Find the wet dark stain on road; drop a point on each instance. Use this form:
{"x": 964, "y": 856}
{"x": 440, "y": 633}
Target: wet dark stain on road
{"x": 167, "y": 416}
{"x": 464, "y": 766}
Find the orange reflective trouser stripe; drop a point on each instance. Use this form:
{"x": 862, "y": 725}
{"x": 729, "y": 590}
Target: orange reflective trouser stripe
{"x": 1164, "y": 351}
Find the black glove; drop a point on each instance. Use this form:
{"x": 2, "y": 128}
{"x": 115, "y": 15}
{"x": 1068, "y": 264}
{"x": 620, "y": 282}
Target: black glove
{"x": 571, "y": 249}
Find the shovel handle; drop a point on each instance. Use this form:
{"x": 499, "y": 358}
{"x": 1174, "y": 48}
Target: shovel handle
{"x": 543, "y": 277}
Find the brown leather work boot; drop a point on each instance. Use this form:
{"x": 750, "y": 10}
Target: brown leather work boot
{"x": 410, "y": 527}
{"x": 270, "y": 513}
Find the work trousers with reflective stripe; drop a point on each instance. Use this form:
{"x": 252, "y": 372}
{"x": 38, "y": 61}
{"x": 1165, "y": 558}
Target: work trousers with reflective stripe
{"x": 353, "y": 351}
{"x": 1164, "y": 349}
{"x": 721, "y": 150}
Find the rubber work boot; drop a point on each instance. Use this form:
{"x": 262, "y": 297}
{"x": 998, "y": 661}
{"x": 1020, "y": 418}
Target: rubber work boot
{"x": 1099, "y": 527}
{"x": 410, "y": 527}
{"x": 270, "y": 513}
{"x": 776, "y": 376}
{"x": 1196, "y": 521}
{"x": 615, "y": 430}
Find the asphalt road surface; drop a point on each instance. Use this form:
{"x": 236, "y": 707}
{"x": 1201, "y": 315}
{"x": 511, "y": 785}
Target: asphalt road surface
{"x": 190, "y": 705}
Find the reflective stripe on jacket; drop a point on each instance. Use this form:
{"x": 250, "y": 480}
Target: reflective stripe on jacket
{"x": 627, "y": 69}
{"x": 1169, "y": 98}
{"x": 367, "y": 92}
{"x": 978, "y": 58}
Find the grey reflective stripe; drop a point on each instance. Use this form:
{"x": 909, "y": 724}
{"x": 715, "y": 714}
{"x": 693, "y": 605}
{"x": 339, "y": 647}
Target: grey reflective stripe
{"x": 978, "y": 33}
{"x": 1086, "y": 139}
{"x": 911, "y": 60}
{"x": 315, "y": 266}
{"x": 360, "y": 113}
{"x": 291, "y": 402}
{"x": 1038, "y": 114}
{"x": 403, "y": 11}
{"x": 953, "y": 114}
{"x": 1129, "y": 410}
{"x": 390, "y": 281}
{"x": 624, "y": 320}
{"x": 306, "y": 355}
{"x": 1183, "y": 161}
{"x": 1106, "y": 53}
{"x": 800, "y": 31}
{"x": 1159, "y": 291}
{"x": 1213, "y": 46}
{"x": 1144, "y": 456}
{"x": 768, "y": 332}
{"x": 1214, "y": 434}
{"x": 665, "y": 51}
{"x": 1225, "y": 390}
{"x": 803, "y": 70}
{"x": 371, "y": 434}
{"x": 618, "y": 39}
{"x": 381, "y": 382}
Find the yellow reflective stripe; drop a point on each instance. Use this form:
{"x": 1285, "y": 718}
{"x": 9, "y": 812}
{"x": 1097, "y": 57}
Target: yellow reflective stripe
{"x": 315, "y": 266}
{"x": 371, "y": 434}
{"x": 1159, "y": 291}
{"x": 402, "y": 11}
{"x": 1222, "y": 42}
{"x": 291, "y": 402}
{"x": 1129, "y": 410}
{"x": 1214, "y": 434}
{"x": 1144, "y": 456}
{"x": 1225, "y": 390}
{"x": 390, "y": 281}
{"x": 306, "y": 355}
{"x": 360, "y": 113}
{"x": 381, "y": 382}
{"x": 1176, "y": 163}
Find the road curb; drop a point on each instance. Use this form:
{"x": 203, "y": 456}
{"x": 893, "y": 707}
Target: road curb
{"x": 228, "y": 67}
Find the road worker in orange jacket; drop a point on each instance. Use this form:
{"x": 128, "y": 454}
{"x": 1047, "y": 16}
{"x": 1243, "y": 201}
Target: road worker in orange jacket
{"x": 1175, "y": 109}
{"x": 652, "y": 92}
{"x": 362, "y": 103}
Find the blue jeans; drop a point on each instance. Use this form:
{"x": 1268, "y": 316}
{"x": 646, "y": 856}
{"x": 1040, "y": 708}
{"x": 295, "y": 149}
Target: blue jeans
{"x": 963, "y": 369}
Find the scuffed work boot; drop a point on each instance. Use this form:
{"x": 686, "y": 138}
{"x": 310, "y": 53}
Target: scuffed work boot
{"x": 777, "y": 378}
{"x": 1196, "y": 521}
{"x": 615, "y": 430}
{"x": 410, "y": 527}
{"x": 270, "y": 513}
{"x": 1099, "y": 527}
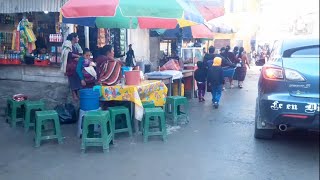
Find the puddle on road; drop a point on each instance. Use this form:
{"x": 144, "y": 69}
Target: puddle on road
{"x": 172, "y": 129}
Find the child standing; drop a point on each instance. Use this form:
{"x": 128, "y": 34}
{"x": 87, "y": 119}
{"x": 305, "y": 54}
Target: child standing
{"x": 86, "y": 71}
{"x": 200, "y": 75}
{"x": 215, "y": 78}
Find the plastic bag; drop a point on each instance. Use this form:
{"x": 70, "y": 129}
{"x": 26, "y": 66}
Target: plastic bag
{"x": 67, "y": 113}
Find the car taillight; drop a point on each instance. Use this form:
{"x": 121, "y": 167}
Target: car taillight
{"x": 293, "y": 75}
{"x": 273, "y": 73}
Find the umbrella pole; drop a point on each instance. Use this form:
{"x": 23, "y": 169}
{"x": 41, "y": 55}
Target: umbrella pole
{"x": 86, "y": 35}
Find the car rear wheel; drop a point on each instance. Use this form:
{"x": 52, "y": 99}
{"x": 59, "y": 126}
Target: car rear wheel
{"x": 261, "y": 133}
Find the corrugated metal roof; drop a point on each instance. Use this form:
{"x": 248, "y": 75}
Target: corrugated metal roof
{"x": 20, "y": 6}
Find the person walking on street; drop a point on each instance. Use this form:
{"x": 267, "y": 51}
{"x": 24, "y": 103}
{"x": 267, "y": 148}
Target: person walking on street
{"x": 241, "y": 71}
{"x": 70, "y": 55}
{"x": 86, "y": 71}
{"x": 200, "y": 75}
{"x": 215, "y": 78}
{"x": 232, "y": 58}
{"x": 108, "y": 68}
{"x": 208, "y": 58}
{"x": 130, "y": 57}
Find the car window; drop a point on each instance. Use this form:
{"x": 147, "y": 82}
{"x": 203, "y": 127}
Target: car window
{"x": 308, "y": 52}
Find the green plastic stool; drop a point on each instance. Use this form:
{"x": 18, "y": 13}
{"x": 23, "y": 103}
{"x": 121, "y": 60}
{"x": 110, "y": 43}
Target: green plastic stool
{"x": 173, "y": 104}
{"x": 43, "y": 117}
{"x": 146, "y": 104}
{"x": 101, "y": 118}
{"x": 149, "y": 104}
{"x": 154, "y": 112}
{"x": 29, "y": 106}
{"x": 118, "y": 110}
{"x": 12, "y": 111}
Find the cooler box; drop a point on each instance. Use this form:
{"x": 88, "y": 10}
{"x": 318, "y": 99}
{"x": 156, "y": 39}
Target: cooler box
{"x": 132, "y": 78}
{"x": 89, "y": 99}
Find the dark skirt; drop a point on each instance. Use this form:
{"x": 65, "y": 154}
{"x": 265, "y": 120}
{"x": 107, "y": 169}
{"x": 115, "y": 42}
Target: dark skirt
{"x": 74, "y": 82}
{"x": 240, "y": 73}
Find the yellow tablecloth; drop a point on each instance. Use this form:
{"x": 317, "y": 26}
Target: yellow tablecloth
{"x": 149, "y": 90}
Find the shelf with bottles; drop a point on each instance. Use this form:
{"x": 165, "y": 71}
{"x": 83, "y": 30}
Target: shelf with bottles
{"x": 7, "y": 19}
{"x": 55, "y": 53}
{"x": 10, "y": 57}
{"x": 5, "y": 38}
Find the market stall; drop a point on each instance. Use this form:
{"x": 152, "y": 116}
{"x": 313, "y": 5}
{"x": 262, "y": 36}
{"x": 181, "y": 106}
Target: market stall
{"x": 146, "y": 91}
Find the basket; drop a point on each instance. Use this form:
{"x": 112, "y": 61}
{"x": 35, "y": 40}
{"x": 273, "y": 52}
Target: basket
{"x": 14, "y": 61}
{"x": 3, "y": 61}
{"x": 228, "y": 72}
{"x": 41, "y": 62}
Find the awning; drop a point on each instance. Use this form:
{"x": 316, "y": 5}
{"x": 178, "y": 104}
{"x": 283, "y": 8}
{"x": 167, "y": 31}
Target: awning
{"x": 194, "y": 32}
{"x": 21, "y": 6}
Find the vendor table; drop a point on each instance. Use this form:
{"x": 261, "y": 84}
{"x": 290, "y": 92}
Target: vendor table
{"x": 188, "y": 73}
{"x": 148, "y": 90}
{"x": 166, "y": 79}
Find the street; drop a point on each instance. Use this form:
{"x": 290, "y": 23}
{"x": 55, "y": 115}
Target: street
{"x": 216, "y": 144}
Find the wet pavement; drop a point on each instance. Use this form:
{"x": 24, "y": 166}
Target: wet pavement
{"x": 216, "y": 144}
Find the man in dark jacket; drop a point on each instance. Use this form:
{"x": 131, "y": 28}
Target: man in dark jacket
{"x": 215, "y": 79}
{"x": 200, "y": 75}
{"x": 208, "y": 58}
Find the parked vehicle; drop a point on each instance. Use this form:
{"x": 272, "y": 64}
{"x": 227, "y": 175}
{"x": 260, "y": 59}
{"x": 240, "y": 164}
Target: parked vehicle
{"x": 288, "y": 88}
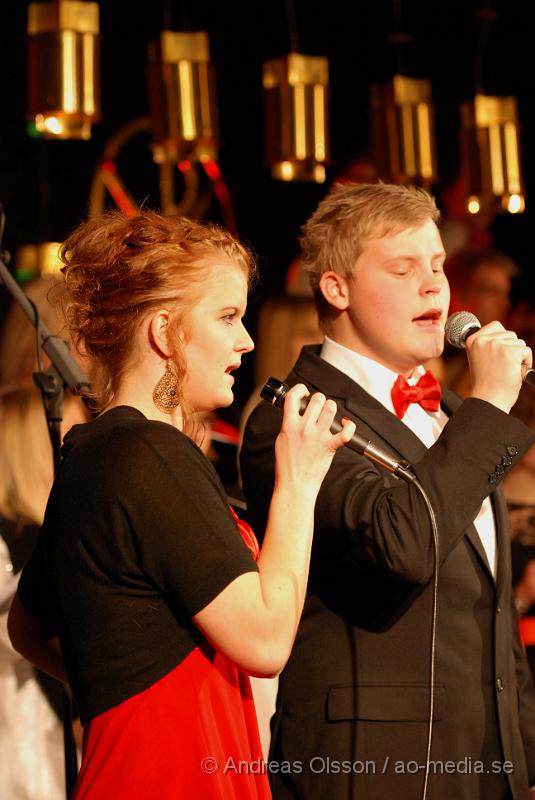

-*-

Given instruction ▸ Report every line of the records above that contains the string "rear", matching case exactly.

Task answer ▸
Find the car rear wheel; drop a point on each instance. Use this form:
Target: car rear wheel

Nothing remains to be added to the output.